The problem.
Restate the records that follow word for word. Omit the images.
*** Supplied entries Section Begins ***
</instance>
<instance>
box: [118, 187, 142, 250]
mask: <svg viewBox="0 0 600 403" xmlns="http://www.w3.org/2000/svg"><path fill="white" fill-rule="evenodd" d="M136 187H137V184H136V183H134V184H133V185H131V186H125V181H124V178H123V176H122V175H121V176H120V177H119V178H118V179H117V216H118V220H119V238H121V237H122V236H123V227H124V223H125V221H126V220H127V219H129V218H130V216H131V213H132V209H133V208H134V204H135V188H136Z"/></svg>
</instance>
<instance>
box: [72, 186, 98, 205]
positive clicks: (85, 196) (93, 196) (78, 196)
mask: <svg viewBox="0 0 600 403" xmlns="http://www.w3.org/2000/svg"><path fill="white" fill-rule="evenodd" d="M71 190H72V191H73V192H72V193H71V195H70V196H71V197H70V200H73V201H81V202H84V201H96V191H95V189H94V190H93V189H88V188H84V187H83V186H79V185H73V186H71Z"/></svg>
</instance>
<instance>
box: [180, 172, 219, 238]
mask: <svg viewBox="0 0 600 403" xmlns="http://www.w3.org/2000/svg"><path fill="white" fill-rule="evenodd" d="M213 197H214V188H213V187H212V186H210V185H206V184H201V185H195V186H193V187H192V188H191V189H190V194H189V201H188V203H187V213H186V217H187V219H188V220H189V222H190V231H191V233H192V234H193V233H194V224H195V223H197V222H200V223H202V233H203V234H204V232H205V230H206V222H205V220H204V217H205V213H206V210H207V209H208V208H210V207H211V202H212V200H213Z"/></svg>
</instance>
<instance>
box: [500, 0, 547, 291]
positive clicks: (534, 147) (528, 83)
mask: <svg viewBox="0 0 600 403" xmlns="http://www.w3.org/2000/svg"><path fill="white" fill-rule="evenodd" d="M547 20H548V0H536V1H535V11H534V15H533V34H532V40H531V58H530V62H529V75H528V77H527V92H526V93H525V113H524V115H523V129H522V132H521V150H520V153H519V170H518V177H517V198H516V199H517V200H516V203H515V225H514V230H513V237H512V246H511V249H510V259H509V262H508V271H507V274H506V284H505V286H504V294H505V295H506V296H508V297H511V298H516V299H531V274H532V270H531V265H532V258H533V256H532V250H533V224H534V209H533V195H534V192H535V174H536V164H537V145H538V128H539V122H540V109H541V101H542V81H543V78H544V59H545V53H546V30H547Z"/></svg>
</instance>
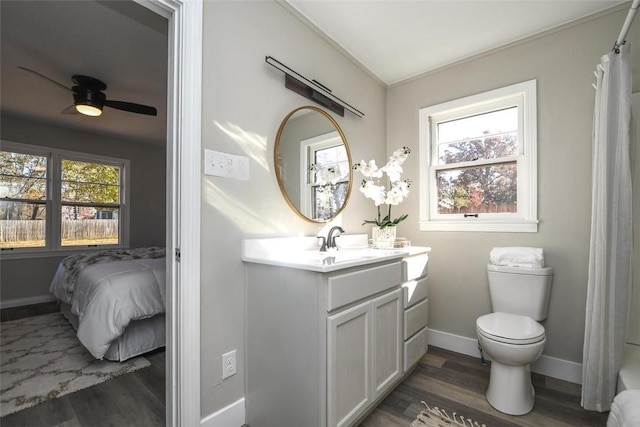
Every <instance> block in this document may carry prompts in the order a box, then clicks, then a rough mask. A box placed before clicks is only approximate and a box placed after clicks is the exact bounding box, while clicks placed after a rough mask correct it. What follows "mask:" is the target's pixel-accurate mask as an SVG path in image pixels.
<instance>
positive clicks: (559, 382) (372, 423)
mask: <svg viewBox="0 0 640 427" xmlns="http://www.w3.org/2000/svg"><path fill="white" fill-rule="evenodd" d="M489 370H490V367H489V366H488V365H482V364H481V363H480V360H479V359H478V358H475V357H470V356H466V355H462V354H459V353H454V352H451V351H447V350H443V349H439V348H436V347H429V352H428V353H427V354H426V355H425V356H424V357H423V358H422V359H421V360H420V362H418V367H417V368H416V369H415V370H414V371H413V372H412V373H411V374H410V375H409V376H408V377H407V378H406V379H405V380H404V381H403V382H402V383H401V384H400V385H399V386H398V387H397V388H396V389H395V390H394V391H392V392H391V394H389V396H387V398H386V399H385V400H383V401H382V403H381V404H380V405H379V406H378V407H377V408H376V409H375V410H374V411H373V412H372V413H371V414H370V415H369V416H368V417H367V418H366V419H365V420H364V421H363V422H362V424H360V426H361V427H391V426H408V425H409V424H410V423H411V422H412V421H413V420H414V419H415V418H416V416H417V414H418V412H420V411H421V410H422V409H423V408H424V406H423V405H422V403H421V401H425V402H426V403H427V404H428V405H429V406H430V407H434V406H437V407H438V408H440V409H445V410H446V411H447V413H449V414H450V415H451V414H453V412H456V413H457V414H459V415H463V416H464V417H465V418H471V419H472V420H473V421H474V422H477V423H478V424H479V425H482V424H486V426H487V427H516V426H526V427H562V426H580V427H583V426H594V427H595V426H598V427H604V426H605V425H606V422H607V415H608V414H607V413H599V412H591V411H585V410H584V409H582V407H581V406H580V386H579V385H577V384H572V383H568V382H565V381H561V380H557V379H554V378H549V377H545V376H544V375H540V374H535V373H534V374H532V381H533V385H534V388H535V390H536V405H535V407H534V408H533V411H531V412H530V413H529V414H527V415H523V416H518V417H514V416H510V415H505V414H503V413H501V412H498V411H496V410H495V409H493V408H492V407H491V406H490V405H489V403H488V402H487V400H486V399H485V396H484V394H485V391H486V388H487V385H488V384H489Z"/></svg>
*** Supplied entries Section Ends ***
Task solution.
</instance>
<instance>
box: [118, 187, 142, 250]
mask: <svg viewBox="0 0 600 403" xmlns="http://www.w3.org/2000/svg"><path fill="white" fill-rule="evenodd" d="M136 187H137V184H136V183H134V184H133V185H131V186H125V181H124V178H123V176H122V175H121V176H120V177H119V178H118V179H117V216H118V220H119V238H121V237H122V236H123V227H124V223H125V221H126V220H127V219H129V218H130V216H131V213H132V209H133V208H134V204H135V188H136Z"/></svg>
</instance>
<instance>
box: [72, 186, 98, 205]
positive clicks: (85, 196) (93, 196) (78, 196)
mask: <svg viewBox="0 0 600 403" xmlns="http://www.w3.org/2000/svg"><path fill="white" fill-rule="evenodd" d="M71 190H72V191H73V192H72V193H71V195H70V196H71V197H70V200H73V201H81V202H84V201H96V191H95V189H94V190H93V189H88V188H84V187H83V186H79V185H73V186H71Z"/></svg>
</instance>
<instance>
box: [180, 172, 219, 238]
mask: <svg viewBox="0 0 600 403" xmlns="http://www.w3.org/2000/svg"><path fill="white" fill-rule="evenodd" d="M213 197H214V188H213V187H212V186H210V185H206V184H201V185H195V186H193V187H192V188H191V189H190V194H189V201H188V203H187V213H186V217H187V219H188V220H189V222H190V231H191V233H192V234H193V233H194V224H195V223H197V222H200V223H202V233H203V234H204V232H205V230H206V222H205V220H204V217H205V213H206V210H207V209H208V208H210V207H211V202H212V200H213Z"/></svg>
</instance>
<instance>
box: [500, 0, 547, 291]
positive clicks: (534, 147) (528, 83)
mask: <svg viewBox="0 0 600 403" xmlns="http://www.w3.org/2000/svg"><path fill="white" fill-rule="evenodd" d="M547 20H548V0H536V1H535V11H534V15H533V34H532V40H531V58H530V62H529V75H528V77H527V92H526V93H525V113H524V115H523V129H522V132H521V150H520V153H519V170H518V177H517V198H516V199H517V200H516V203H515V225H514V230H513V237H512V246H511V249H510V259H509V262H508V271H507V274H506V284H505V286H504V294H505V295H506V296H508V297H511V298H516V299H531V274H532V270H531V265H532V258H533V256H532V250H533V224H534V209H533V195H534V192H535V174H536V164H537V145H538V128H539V122H540V109H541V101H542V81H543V78H544V59H545V53H546V30H547Z"/></svg>
</instance>
Every <instance> block in this document may carry prompts in the order a box, then clicks, then a rough mask. A box placed before clicks is only approximate and a box placed after clicks is the exact bounding box, while clicks placed after a rough mask correct it. What follows "mask:" is the target's pixel-accurate mask as an SVG path in image pixels.
<instance>
positive clicks: (559, 382) (372, 423)
mask: <svg viewBox="0 0 640 427" xmlns="http://www.w3.org/2000/svg"><path fill="white" fill-rule="evenodd" d="M489 370H490V367H489V366H488V365H482V364H481V363H480V360H479V359H478V358H475V357H470V356H466V355H462V354H459V353H454V352H451V351H447V350H443V349H439V348H436V347H429V352H428V353H427V354H426V355H425V356H424V357H423V358H422V359H421V360H420V362H418V367H417V368H416V369H415V370H414V371H413V372H412V373H411V374H410V375H409V376H408V377H407V378H406V379H405V380H404V381H403V382H402V383H401V384H400V385H399V386H398V387H397V388H396V389H395V390H394V391H392V392H391V394H389V396H387V398H386V399H385V400H383V401H382V403H381V404H380V405H379V406H378V407H377V408H376V409H375V410H374V411H373V412H372V413H371V414H370V415H369V416H368V417H367V418H366V419H365V420H364V421H363V422H362V424H360V426H361V427H391V426H408V425H409V424H410V423H411V422H412V421H413V420H414V419H415V418H416V416H417V414H418V412H420V411H421V410H422V409H423V408H424V406H423V405H422V403H421V401H425V402H426V403H427V404H428V405H429V406H430V407H434V406H437V407H438V408H440V409H445V410H446V411H447V413H449V414H450V415H451V414H453V412H456V413H457V414H459V415H463V416H464V417H465V418H471V419H472V420H473V421H474V422H477V423H478V424H479V425H482V424H486V426H487V427H516V426H526V427H562V426H580V427H583V426H594V427H595V426H598V427H604V426H605V425H606V422H607V415H608V414H607V413H599V412H591V411H585V410H584V409H582V407H581V406H580V386H579V385H577V384H572V383H568V382H565V381H561V380H557V379H554V378H549V377H545V376H544V375H540V374H535V373H534V374H532V381H533V385H534V388H535V390H536V405H535V407H534V408H533V411H531V412H530V413H529V414H527V415H523V416H518V417H514V416H510V415H505V414H503V413H501V412H498V411H496V410H495V409H493V408H492V407H491V406H490V405H489V403H488V402H487V400H486V399H485V396H484V394H485V391H486V388H487V385H488V384H489Z"/></svg>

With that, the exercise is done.